» Direction
Retype the lines below exactly, starting at the line that contains "Point out white pvc pipe in the photo." and ending at the line that contains "[512,242,600,333]", with both of those lines included.

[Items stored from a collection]
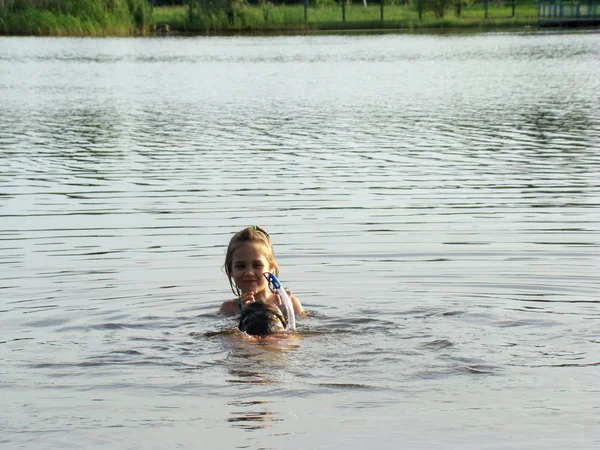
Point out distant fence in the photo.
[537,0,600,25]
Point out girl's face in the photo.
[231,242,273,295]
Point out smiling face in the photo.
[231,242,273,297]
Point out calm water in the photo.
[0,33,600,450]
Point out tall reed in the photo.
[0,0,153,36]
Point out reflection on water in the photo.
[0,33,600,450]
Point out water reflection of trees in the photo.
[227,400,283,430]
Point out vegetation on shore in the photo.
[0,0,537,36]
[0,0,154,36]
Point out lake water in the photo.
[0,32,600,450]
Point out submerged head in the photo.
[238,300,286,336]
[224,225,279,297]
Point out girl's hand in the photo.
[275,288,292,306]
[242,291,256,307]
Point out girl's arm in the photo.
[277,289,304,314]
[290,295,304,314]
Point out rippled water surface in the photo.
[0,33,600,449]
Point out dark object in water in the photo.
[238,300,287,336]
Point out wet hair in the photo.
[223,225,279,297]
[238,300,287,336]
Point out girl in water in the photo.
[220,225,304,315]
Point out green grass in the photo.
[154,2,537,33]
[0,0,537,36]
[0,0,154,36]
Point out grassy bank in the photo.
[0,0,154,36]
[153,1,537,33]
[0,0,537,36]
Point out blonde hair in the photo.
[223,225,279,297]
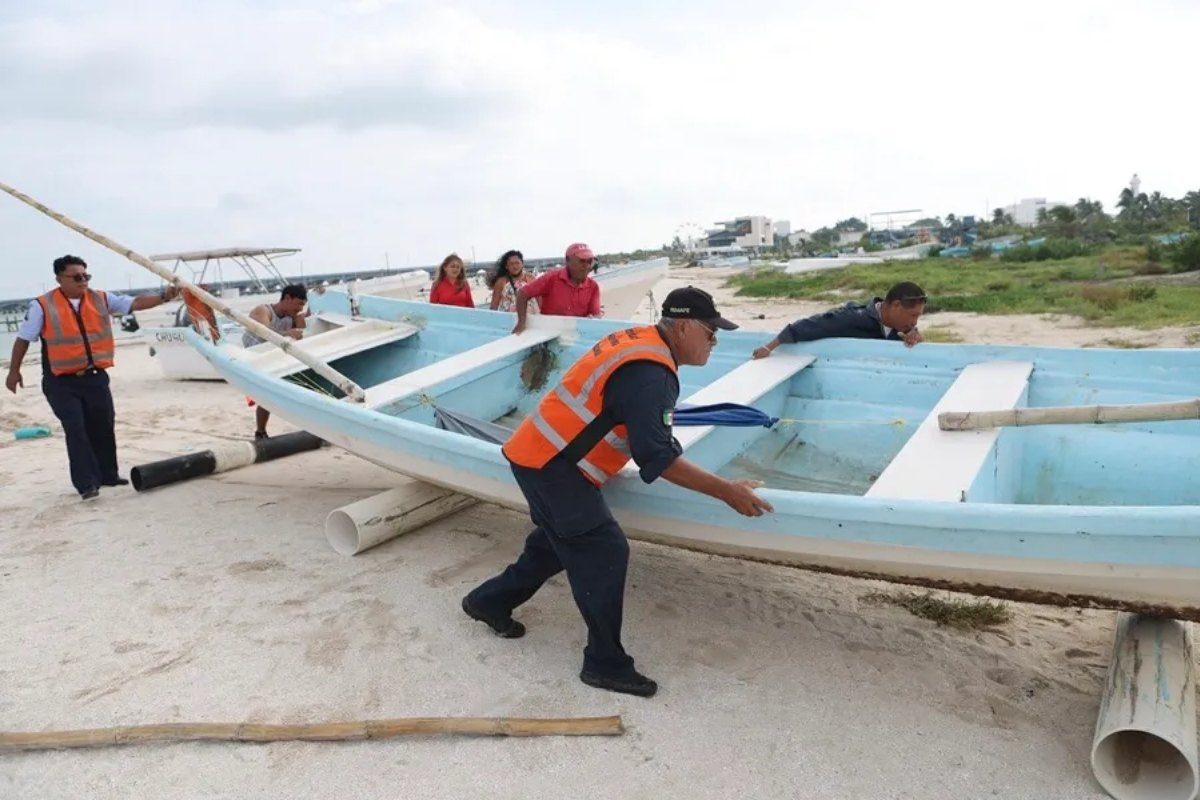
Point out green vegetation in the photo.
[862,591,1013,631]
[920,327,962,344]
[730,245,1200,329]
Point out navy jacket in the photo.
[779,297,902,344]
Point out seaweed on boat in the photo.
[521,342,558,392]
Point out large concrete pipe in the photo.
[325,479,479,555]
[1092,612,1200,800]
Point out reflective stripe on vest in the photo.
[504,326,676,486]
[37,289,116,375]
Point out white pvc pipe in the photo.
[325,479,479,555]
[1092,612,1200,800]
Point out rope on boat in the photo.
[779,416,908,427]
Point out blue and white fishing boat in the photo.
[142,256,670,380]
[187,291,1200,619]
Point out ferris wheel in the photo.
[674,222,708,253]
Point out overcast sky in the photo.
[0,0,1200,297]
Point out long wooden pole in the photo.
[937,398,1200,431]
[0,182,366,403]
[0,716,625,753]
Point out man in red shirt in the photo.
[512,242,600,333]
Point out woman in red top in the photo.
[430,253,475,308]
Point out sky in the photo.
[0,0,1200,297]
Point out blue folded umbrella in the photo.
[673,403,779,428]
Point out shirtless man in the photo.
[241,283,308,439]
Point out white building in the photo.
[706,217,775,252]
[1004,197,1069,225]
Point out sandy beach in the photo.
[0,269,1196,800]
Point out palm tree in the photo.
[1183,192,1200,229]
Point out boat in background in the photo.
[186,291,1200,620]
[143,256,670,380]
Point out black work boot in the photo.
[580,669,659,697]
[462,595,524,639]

---

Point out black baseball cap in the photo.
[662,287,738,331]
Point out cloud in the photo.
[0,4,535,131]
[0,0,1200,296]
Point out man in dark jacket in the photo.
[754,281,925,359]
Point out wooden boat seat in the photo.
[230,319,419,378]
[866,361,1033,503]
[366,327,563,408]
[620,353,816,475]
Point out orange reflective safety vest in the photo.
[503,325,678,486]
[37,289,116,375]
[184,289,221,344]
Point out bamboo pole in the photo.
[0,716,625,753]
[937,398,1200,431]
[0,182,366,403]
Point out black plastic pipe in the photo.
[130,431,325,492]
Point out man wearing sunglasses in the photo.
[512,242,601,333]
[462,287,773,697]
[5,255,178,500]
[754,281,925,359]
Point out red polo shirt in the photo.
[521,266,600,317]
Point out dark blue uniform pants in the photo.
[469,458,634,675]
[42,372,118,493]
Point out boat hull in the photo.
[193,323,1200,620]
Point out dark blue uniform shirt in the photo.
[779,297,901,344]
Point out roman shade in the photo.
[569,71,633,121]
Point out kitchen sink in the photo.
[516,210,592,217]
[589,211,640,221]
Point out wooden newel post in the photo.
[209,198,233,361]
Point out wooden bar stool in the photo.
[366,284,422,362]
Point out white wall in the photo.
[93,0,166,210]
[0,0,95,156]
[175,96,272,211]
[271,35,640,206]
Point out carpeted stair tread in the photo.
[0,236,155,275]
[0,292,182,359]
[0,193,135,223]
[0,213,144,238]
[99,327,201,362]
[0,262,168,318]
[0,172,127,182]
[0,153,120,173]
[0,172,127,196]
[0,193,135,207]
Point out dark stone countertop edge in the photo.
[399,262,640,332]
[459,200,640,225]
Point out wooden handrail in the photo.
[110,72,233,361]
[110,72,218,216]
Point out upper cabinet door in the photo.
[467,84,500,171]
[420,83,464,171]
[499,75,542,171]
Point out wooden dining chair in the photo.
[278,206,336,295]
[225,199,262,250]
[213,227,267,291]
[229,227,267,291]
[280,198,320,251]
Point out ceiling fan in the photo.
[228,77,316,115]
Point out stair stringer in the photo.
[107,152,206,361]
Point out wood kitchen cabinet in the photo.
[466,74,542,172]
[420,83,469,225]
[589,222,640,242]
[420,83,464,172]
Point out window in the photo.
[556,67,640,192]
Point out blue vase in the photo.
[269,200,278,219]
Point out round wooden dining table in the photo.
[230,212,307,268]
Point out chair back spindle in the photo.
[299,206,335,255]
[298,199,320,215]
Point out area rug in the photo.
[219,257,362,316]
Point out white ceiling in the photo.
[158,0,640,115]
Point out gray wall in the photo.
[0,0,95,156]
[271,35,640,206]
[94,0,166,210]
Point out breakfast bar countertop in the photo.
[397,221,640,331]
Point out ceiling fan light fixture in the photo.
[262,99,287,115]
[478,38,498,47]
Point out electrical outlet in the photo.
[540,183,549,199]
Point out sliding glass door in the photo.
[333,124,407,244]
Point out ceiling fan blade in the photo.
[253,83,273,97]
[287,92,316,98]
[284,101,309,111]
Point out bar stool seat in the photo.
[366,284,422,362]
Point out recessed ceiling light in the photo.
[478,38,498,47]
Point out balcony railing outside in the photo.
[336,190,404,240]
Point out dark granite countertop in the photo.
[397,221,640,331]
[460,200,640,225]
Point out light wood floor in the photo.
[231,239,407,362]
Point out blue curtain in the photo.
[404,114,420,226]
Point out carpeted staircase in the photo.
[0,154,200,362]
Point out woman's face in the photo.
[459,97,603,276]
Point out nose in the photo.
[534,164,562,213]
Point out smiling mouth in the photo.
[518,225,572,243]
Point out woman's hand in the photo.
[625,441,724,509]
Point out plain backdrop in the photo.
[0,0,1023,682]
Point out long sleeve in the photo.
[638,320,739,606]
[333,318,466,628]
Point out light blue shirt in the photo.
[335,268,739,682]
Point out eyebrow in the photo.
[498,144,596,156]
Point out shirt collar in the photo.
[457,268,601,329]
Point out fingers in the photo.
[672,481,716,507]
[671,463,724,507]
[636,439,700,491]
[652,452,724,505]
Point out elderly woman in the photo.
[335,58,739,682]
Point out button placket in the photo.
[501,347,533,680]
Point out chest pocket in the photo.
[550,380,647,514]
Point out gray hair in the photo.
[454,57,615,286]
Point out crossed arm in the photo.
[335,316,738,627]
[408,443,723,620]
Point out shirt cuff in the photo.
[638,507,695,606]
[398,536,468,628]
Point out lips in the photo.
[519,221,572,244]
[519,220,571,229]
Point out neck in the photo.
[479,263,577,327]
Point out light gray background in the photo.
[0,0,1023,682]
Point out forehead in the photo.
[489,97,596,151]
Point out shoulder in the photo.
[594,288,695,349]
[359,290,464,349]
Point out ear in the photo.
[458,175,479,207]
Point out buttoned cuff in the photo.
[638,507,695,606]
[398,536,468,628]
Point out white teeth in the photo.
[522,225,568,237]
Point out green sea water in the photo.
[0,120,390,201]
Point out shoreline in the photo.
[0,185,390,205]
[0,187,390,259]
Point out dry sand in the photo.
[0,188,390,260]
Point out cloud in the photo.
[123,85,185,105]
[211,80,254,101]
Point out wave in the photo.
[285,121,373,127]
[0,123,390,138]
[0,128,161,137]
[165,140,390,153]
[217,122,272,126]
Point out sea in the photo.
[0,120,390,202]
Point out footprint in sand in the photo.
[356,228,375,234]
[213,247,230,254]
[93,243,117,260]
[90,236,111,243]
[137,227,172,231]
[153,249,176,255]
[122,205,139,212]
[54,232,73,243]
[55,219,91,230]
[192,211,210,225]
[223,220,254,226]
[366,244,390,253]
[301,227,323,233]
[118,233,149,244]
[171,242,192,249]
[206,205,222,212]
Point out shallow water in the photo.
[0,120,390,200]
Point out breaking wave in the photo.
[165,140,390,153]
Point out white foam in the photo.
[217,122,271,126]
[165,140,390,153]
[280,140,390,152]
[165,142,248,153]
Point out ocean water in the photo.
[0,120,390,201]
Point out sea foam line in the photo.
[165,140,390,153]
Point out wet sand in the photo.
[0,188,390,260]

---

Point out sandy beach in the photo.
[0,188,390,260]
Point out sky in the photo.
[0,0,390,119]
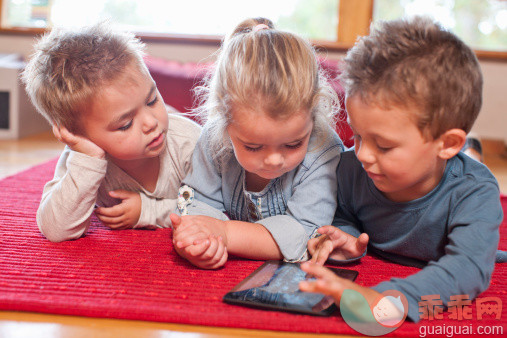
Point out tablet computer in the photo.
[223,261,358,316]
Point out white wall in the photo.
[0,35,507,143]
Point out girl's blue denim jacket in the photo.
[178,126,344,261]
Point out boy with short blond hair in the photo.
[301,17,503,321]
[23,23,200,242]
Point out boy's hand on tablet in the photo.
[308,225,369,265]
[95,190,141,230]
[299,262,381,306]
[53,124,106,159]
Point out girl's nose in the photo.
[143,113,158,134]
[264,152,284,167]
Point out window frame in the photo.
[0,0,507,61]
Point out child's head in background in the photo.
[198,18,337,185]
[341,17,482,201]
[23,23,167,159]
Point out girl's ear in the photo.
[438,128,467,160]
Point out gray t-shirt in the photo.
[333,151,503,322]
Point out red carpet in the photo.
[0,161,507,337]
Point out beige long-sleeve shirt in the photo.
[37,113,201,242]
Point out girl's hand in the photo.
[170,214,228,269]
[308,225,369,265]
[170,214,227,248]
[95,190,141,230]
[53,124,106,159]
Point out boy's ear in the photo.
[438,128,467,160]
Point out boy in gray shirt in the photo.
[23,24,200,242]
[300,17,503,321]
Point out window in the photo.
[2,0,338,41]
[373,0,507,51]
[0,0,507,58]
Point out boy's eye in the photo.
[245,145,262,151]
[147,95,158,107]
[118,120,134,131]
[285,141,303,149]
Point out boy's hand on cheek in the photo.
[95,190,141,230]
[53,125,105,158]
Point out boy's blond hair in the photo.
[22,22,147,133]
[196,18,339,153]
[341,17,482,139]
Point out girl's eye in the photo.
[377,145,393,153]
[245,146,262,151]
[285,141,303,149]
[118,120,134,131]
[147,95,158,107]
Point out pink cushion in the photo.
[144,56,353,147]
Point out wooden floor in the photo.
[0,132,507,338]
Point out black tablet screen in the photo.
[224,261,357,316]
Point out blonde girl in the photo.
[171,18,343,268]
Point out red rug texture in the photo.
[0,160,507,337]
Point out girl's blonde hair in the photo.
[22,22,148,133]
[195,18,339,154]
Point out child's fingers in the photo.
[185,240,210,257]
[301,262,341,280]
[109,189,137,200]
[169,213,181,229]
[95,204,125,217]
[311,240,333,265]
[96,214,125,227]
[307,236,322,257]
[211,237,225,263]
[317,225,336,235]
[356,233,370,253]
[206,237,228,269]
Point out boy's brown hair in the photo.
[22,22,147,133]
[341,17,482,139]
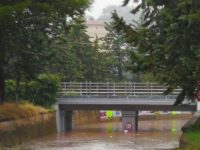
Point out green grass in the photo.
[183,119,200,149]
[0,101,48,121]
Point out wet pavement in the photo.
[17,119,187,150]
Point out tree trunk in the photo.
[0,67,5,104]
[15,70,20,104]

» Result of this exercise
Point out white pvc pipe in the photo.
[325,479,479,555]
[1092,612,1200,800]
Point out rope on boat in the photo.
[779,416,908,427]
Point out blue and white fishing boat in the photo.
[142,256,670,380]
[187,291,1200,619]
Point out ferris wheel in the photo.
[674,222,708,253]
Point out overcast sky in the photo.
[0,0,1200,297]
Point out long wooden pole in the photo.
[937,398,1200,431]
[0,182,366,403]
[0,716,625,753]
Point out man in red shirt in the photo.
[512,242,600,333]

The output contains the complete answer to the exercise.